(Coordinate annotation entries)
— Begin —
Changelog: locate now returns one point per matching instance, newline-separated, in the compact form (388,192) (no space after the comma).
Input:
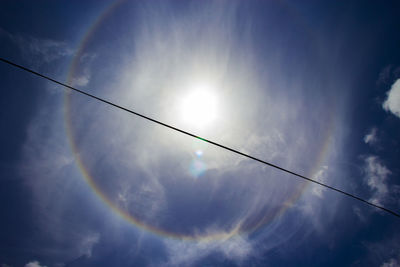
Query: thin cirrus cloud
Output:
(392,102)
(371,137)
(376,175)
— End —
▶ _What to work on_: Write out the entries above word for word, omitting the pictures.

▶ _The result_:
Changelog: locate now returns one point per matching instance, newline-separated, in the compact form (388,192) (no space after the comma).
Input:
Query: thin cirrus cloud
Output:
(392,102)
(371,137)
(376,175)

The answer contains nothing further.